Text segment

◇ ◇ ◇ ◇

Monday, June 5, 2017

THE RICH ARE NOT LIKE US

By Robert P. Bomboy

No one seems to be saying it, but the time has come when the rich - the top one percent and their $ billions - have taken over America.

That's really the story of President Donald Trump, an immensely rich man, representative of the richest and their overweening selfishness.

            He is part of that one percent of the people in America who are taking nearly 25 percent of the nation’s income (for a benchmark, that's double what they made in 1986). Wealth? Trump and the rich control 40 percent of the wealth in this country. The rest is spread - pretty thinly - through the upper reaches of our middle class. The poor have virtually no savings, no wealth at all.

Millions of Americans like us are working longer hours for lower wages, and yet almost all of the new income and wealth being created in America is going to that gigantically dominating one percent, who are - like President Trump - the richest of the rich. While the top one percent have seen their incomes rise 18 percent over the past 10 years alone, those of us in the middle have actually seen our incomes fall.

◇ ◇ ◇ ◇

What to work on
Reproduce the column on the rich starting at "Monday, June 5, 2017" and ending at "their overweening selfishness.", switching "America" to "the United States".

◇ ◇ ◇ ◇

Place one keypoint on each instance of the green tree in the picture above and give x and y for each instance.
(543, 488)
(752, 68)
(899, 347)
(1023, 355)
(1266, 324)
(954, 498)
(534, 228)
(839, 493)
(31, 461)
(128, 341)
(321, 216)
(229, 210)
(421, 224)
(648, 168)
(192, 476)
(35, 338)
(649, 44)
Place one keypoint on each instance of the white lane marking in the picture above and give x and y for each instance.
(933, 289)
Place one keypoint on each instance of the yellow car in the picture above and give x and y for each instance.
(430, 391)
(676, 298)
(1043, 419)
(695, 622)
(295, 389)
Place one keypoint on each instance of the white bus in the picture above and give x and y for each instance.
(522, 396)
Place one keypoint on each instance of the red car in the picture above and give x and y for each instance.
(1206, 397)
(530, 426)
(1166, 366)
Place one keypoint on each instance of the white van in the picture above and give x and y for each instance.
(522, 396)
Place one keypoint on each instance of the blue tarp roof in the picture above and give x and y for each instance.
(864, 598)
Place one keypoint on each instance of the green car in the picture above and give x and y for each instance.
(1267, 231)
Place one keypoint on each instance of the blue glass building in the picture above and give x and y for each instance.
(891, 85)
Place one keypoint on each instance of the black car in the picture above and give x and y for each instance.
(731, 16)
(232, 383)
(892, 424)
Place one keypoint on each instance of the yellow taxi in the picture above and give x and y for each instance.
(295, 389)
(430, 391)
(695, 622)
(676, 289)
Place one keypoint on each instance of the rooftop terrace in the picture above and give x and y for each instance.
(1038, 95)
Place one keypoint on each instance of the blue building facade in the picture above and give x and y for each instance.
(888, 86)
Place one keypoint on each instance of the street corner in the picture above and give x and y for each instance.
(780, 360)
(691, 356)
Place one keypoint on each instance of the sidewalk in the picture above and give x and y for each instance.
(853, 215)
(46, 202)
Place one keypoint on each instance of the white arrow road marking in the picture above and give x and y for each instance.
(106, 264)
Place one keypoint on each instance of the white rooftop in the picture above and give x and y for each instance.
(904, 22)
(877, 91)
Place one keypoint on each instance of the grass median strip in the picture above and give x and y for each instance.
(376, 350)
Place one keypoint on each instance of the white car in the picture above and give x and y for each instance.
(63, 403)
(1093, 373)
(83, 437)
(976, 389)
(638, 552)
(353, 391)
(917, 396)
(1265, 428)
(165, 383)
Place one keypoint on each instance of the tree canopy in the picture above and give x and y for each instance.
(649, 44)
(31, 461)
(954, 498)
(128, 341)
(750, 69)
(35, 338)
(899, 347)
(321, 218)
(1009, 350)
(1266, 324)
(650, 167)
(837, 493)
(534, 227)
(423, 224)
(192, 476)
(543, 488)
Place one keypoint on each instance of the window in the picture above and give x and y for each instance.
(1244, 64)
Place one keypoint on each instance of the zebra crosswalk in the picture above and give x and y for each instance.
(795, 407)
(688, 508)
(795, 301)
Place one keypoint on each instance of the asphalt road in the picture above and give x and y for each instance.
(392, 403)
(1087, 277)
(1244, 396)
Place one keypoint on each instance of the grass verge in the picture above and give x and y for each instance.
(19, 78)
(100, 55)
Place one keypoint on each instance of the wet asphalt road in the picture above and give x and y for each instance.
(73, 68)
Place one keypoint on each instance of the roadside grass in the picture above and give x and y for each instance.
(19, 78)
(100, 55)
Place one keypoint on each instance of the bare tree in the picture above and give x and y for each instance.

◇ ◇ ◇ ◇

Exercise solution
Monday, June 5, 2017

THE RICH ARE NOT LIKE US

By Robert P. Bomboy

No one seems to be saying it, but the time has come when the rich - the top one percent and their $ billions - have taken over the United States.

That's really the story of President Donald Trump, an immensely rich man, representative of the richest and their overweening selfishness.